EXTRAIT À LIRE »
# # # # # # #
L’argument le plus faible pour la qualification est “il a le baccalauréat” ; sa négation “il n’a pas le baccalauréat” est l’argument le plus fort pour son manque de qualification. Les échelles argumentatives lues à rebours correspondent à l’argument a fortiori :
Il n’est pas bachelier, a fortiori il n’est pas licencié.
Cette loi est utilisée par Socrate :
— Il est conforme à la raison qu’une nature excellente, soumise à un régime contraire, devienne pire qu’une nature médiocre.
— Oui
— Ne disons-nous pas, Adimante, que les âmes les plus heureusement douées [H], lorsqu’elles reçoivent une mauvaise éducation [M], deviennent mauvaises au dernier point ? Ou bien penses-tu que les grands crimes et la perversité sans mélange viennent d’une médiocre et non pas d’une vigoureuse nature, et qu’une âme faible fasse jamais de grandes choses, soit en bien, soit en mal ? (Platon, La République, VI, p. 249)
Considérons l’échelle du Bien et du Mal.
L’âme heureusement douée et bien éduquée (H-B) est en haut de l’échelle du bien, supérieure à l’âme ordinaire O qui n’a pas ces privilèges.
L’âme heureusement douée et mal éduquée (H-M) est tout en bas de l’échelle du mal, inférieure à l’âme ordinaire.
Ce qui est conforme aux prédictions de la loi d’inversion.
2.4 Loi de faiblesse
Une loi de discours que nous appelons Loi de faiblesse veut que si une phrase p est fondamentalement un argument pour r, et si par ailleurs, lorsque certaines conditions (en particulier contextuelles) sont rassemblées, elle apparaît comme un argument faible (pour r), elle devient alors un argument pour non-r. (Anscombre & Ducrot 1983, p. 66)
C’est un grand chasseur : il a (même) tué deux pigeons l’an dernier.
Il faut en particulier que l’argument faible soit présenté isolément, et non pas en conjonction avec des arguments concluants. Selon la loi d’exhaustivité de Grice, le locuteur avance le meilleur argument dont il dispose. Si ce meilleur argument est par ailleurs faible, la position défendue est compromise et la position opposée adoptée.
# # # # # # #
TRAVAIL À FAIRE »
[A] D’après l’extrait sur les lois argumentatives, que fait le locuteur selon la loi d’exhaustivité de Grice ?
[B] Recopiez le passage de l’extrait sur les lois argumentatives qui va de « 2.4 Loi de faiblesse » jusqu’à « position opposée adoptée. ».
[C] Reprenez l’extrait sur les lois argumentatives là où il s’arrête et poursuivez-le, s’il vous plaît.

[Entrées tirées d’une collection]
# # # # # # #
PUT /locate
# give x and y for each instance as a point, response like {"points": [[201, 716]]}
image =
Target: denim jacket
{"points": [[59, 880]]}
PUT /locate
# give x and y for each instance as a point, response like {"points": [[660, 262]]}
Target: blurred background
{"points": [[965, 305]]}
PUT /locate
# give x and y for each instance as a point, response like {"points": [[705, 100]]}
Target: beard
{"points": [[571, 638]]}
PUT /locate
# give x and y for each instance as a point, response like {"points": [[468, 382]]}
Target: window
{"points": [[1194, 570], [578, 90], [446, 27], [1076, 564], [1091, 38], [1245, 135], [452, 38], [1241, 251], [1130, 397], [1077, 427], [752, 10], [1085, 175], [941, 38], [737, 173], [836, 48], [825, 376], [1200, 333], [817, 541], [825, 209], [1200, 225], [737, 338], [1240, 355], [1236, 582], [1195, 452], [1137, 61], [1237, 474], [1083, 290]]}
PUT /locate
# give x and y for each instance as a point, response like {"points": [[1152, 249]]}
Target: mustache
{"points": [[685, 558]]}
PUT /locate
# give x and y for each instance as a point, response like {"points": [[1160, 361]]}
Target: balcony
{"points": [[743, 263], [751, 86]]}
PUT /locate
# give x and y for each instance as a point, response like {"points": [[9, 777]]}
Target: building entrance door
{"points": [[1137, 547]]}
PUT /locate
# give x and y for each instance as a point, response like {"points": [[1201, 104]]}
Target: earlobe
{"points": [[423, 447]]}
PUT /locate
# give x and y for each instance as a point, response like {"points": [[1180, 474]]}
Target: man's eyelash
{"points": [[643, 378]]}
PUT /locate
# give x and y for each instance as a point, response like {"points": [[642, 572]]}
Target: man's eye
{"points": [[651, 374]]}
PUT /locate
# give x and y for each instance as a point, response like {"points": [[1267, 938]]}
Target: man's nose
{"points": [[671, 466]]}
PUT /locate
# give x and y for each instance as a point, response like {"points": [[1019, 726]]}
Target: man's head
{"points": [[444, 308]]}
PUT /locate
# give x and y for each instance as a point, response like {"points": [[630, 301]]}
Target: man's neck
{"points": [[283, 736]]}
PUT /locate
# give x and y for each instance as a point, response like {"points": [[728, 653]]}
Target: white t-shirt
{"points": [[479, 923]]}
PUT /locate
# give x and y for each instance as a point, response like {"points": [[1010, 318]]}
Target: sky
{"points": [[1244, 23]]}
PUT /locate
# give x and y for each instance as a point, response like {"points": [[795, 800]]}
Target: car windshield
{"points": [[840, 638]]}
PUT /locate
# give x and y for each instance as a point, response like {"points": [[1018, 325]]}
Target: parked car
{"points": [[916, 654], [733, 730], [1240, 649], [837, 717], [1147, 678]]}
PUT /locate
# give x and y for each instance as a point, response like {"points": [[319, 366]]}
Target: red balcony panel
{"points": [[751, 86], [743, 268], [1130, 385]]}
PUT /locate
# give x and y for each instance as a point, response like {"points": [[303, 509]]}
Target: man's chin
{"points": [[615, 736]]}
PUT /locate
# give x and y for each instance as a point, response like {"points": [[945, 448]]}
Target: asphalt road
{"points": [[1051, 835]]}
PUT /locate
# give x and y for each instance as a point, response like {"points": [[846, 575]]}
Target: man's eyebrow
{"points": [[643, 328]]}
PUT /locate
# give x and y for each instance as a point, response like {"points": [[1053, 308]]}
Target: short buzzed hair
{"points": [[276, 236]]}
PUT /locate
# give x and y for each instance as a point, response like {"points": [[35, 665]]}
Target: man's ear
# # # # # # #
RÉPONSES PAR TÂCHE »
[A] Il avance le meilleur argument dont il dispose.

[B]
2.4 Loi de faiblesse
Une loi de discours que nous appelons Loi de faiblesse veut que si une phrase p est fondamentalement un argument pour r, et si par ailleurs, lorsque certaines conditions (en particulier contextuelles) sont rassemblées, elle apparaît comme un argument faible (pour r), elle devient alors un argument pour non-r. (Anscombre & Ducrot 1983, p. 66)
C’est un grand chasseur : il a (même) tué deux pigeons l’an dernier.
Il faut en particulier que l’argument faible soit présenté isolément, et non pas en conjonction avec des arguments concluants. Selon la loi d’exhaustivité de Grice, le locuteur avance le meilleur argument dont il dispose. Si ce meilleur argument est par ailleurs faible, la position défendue est compromise et la position opposée adoptée.

[C]
Symétriquement, une réfutation faible de r renforce r. Cette stratégie entre dans le cadre général des paradoxes de l’argumentation, V. Paradoxes.
Même phénomène : “Ils sont parents” est un argument pour “ils se connaissent bien”. Parent proche et parent éloigné se positionnent comme suit sur la même échelle argumentative (Ducrot 1995, p. 101) [3] :
P est plus faible que p’. La loi de faiblesse dit qu’un argument faible pour r peut être utilisé comme argument pour non r. C’est ce que met en évidence l’énoncé :
ils sont parents mais éloignés, ILS NE SE CONNAISSENT PAS TRÈS BIEN
Mais inverse l’orientation argumentative de “Ils sont parents” vers “ils se connaissent bien”.
“Ils sont parents éloignés” fonctionne ici comme argument pour “ils ne se connaissent pas très bien” (Ibid. p. 148-150). V. Connecteur argumentatif §3. [3]
[1] Nous maintenons dans cet entrée la notation r utilisée par Ducrot et Anscombre pour désigner la conclusion d’une argumentation, très généralement désignée par c ou C.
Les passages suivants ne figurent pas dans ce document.